The Downshift: Our First Week of Meals on a $4/Day Food Budget

This is part of a six-week series – an attempt to eat healthy and at least 50% local on a budget of $4/day. Read the first post in this series HERE.

The first week went really well, though we missed having coffee, spices, and snacks in our lives, and we were certainly more hungry than usual. That will change in week two.  For week one, we had to focus on getting a few staples in the house – things we would need for most meals throughout the next few weeks. That meant no money for little extras.

You can see what we bought, where we bought it, and how much each item cost in our last post HERE.

The day before we started I had a prep day. I made apple sauce (without sugar, lemon or nutmeg because that didn’t fit the budget), soaked and cooked the dried chickpeas and placed them in a container with water in the fridge so they were ready to use when I needed them, and made squash soup (recipe below). Apple sauce recipe is HERE.

As you will see, most meals this week were from (or adapted from) the Good and Cheap Cookbook. You can download a free copy of it here: http://www.leannebrown.com/cookbooks

Day 1
Breakfast: Oatmeal with apples and cinnamon (as in the Good and Cheap cookbook but with water instead of apple juice)
Lunch: Open-faced cucumber sandwich (toasted bread, sour cream, sliced cukes, sea salt)
Dinner: Veggie melts (chopped zucchini, onion, bell pepper, and corn cooked in a frying pan with a little oil. Place topping on bread, top with grated cheese, bake a few minutes until cheese melts)

Snacks:
We didn’t intend to have snacks this week but forgot that we had friends coming over. We made potato latkes topped with sour cream which were made up of grated potato, grated onion, and an egg then fried in a pan and sprinkled with salt. They were incredibly good.

Oatmeal

Day 2
Breakfast: Oatmeal with apples and cinnamon (As in the Good and Cheap cookbook but with water instead of apple juice)
Lunch: Open faced cucumber sandwich (toast bread, sour cream, sliced cukes, sea salt)
Dinner: Veggie melts – leftovers from night 1

Day 3
Breakfast: Oatmeal with apples and cinnamon (As in the Good and Cheap cookbook but with water instead of apple juice)
Lunch: Squash Soup inspired by Good and Cheap, but we didn’t have spice, coconut milk, or broth available so we made it as follows…

1. Rub oil and salt on the inside of half a cored squash and bake it at 400 degrees for 45 minutes.
2. While it is roasting, chop an onion and salt and cook it in a little oil on medium heat until translucent, then add in two peeled and chopped potatoes. Cook for 5 – 10 minutes, stirring occasionally.

------------------------------

[What you need to do]
**A.** Answer these questions about the budget meal post:
(i) What daily food budget does the series follow?
(ii) What do the writers use in place of apple juice in their oatmeal?
(iii) At what temperature and for how long is the squash baked?
**B.** Please pick up the budget meal post after its last sentence and continue writing it.

[Data excerpt]
------------------------------

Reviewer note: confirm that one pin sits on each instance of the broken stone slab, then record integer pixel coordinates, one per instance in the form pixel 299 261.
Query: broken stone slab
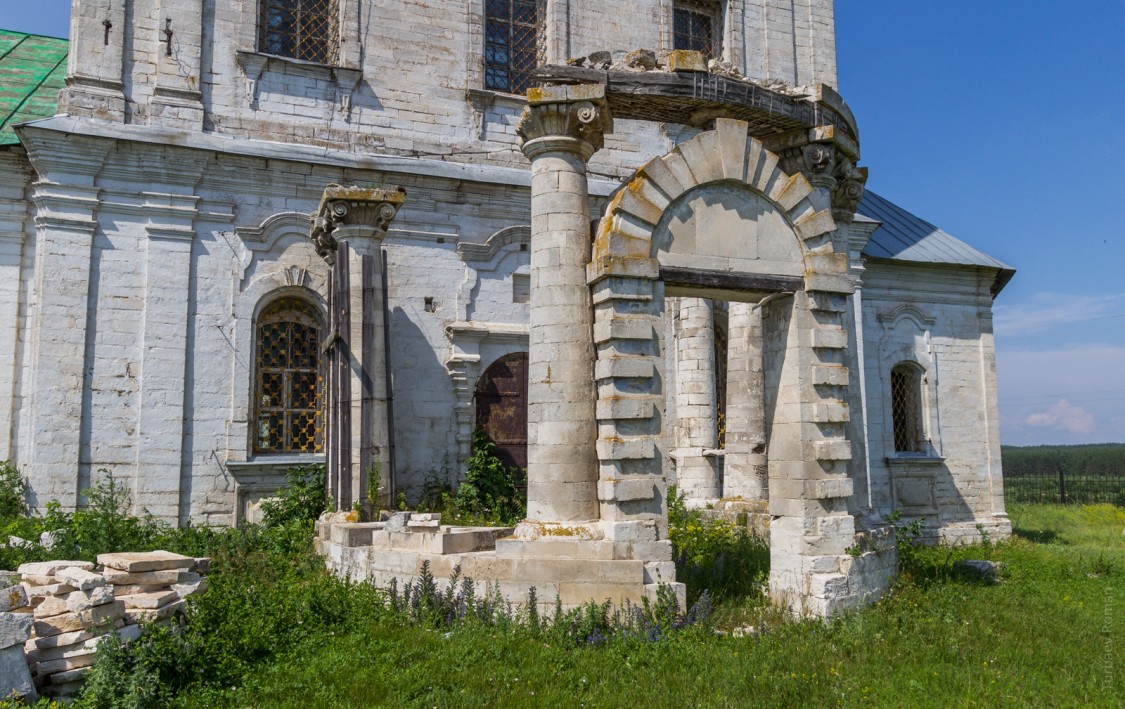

------------------------------

[Results for the exercise]
**A.**
(i) $4 per day
(ii) Water
(iii) At 400 degrees for 45 minutes

**B.**
3. Add a chopped clove of garlic, half cup of apple sauce, and the squash (inside should be soft so just mash it and put it in sans-peel). Cover with water.
4. Boil. Turn heat down to medium-low heat. Cook until potatoes are soft. Puree. Add more salt if needed.

Dinner: Vegetable Quiche, Hold The Crust (as in Good and Cheap but without milk or pepper)

Crustless Quiche

Day 4
Breakfast: Oatmeal with apples and cinnamon (As in the Good and Cheap cookbook but with water instead of apple juice)
Lunch: Open faced cucumber sandwich (toast bread, sour cream, sliced cukes, sea salt)
Dinner: Chickpeas and Grits (made the same way as the shrimp and grits recipe from Good and Cheap but replacing chickpeas for shrimp. I also didn’t have celery or shallots or stock. I used water instead of stock, half a can of canned tomatoes instead of a tomato and only half my jalapeno)

Polenta and Chickpeas

Day 5
Breakfast: Oatmeal with apples and cinnamon (As in the Good and Cheap cookbook but with water instead of apple juice)
Lunch: Open faced cucumber sandwich (toast bread, sour cream, sliced cukes, sea salt)
Dinner: Corn Soup (As in Good and Cheap, minus the celery, and using just half a jalapeno and water instead of broth. I also then pureed it because we took the whole pot to a potluck for eight people)

Day 6
Breakfast: Oatmeal with apples and cinnamon (As in the Good and Cheap cookbook but with water instead of apple juice)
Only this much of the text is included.